* WORK TO DO
Reproduce the data below verbatim from the line containing "Mark the laptop" through its final line, and produce nothing more.

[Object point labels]
↓↓↓

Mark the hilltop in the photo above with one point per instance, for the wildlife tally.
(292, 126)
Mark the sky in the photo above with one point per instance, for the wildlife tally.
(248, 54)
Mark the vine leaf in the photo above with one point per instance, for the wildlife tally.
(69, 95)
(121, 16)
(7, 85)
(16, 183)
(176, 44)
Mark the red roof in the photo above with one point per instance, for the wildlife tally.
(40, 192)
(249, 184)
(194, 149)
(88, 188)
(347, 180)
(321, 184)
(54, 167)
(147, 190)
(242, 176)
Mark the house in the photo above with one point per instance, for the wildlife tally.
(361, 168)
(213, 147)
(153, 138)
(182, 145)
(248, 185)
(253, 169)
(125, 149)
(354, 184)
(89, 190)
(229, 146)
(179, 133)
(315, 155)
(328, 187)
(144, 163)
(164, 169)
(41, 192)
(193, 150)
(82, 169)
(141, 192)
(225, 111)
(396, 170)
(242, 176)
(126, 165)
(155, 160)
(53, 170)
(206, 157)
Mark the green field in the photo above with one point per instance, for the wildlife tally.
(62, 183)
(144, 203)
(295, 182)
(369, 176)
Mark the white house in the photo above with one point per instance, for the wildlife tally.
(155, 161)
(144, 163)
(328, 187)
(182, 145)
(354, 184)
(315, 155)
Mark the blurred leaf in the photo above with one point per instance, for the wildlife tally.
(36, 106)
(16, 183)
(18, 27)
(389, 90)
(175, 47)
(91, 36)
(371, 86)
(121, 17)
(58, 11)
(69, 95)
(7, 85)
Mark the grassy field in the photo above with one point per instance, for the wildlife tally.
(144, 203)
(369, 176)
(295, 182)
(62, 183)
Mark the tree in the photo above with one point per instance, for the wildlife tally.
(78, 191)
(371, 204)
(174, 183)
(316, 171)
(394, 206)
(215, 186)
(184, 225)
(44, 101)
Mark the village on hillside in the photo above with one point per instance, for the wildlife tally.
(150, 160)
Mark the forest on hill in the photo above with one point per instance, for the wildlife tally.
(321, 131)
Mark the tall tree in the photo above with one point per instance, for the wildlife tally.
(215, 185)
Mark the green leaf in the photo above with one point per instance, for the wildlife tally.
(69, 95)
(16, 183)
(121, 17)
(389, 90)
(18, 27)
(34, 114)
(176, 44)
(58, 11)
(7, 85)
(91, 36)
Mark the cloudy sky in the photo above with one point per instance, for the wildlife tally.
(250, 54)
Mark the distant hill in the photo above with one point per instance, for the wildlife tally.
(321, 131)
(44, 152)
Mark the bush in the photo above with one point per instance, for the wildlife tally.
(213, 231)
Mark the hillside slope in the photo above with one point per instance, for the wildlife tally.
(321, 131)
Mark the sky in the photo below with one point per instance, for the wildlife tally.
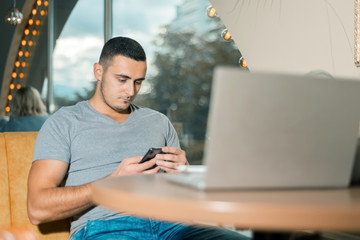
(81, 40)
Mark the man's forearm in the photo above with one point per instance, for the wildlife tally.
(58, 203)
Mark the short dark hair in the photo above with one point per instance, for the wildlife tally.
(124, 46)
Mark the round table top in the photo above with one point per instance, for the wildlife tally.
(153, 196)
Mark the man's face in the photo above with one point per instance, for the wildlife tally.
(121, 82)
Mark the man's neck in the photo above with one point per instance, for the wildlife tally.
(104, 109)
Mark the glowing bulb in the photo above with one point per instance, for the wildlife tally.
(242, 62)
(211, 12)
(226, 35)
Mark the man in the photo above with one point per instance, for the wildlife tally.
(100, 138)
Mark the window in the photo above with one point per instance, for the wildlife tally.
(76, 50)
(183, 46)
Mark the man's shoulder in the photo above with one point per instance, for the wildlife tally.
(145, 110)
(78, 108)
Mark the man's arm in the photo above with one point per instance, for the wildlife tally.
(47, 201)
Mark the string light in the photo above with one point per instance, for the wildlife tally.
(13, 15)
(211, 12)
(242, 62)
(226, 35)
(38, 11)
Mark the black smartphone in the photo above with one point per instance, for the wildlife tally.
(151, 153)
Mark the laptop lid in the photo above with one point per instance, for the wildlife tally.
(280, 131)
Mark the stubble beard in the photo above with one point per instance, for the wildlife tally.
(115, 108)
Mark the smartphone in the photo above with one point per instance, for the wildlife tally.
(151, 153)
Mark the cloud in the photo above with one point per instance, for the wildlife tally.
(74, 58)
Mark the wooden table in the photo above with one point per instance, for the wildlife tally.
(266, 210)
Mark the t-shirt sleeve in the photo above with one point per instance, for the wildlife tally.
(53, 140)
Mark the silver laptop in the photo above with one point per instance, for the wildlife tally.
(278, 131)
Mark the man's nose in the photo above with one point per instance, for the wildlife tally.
(130, 89)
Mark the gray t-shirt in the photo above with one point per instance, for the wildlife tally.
(94, 145)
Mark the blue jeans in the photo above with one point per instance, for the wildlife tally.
(131, 228)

↑↑↑

* WRITTEN SOLUTION
Mark the laptop lid in the photo above with one point per instance, for the wildlife tally.
(280, 131)
Mark the stubble beard in the photo above with one point per instance, for the wildlife tally.
(115, 108)
Mark the smartphone in the photo above with one point per instance, for the wildlife tally.
(151, 153)
Mark the cloud in the photo above with one point per instance, for the wildlife tally.
(74, 58)
Mark the wooden table in the photo above with one point per instance, for the wildlife tally.
(266, 210)
Mark the t-shirt sleeve in the photo above with one point per instance, for the wildlife tally.
(53, 140)
Mark the silver laptop in the photo above with one point per instance, for the wildlife tally.
(278, 131)
Mark the man's nose in the photo above with one point per instance, for the wildlife tally.
(130, 89)
Mark the gray t-shirt in the photo above with one point per instance, for the wildlife tally.
(94, 145)
Mark the blue jeans in the photo above with one point per instance, for the wildlife tally.
(131, 228)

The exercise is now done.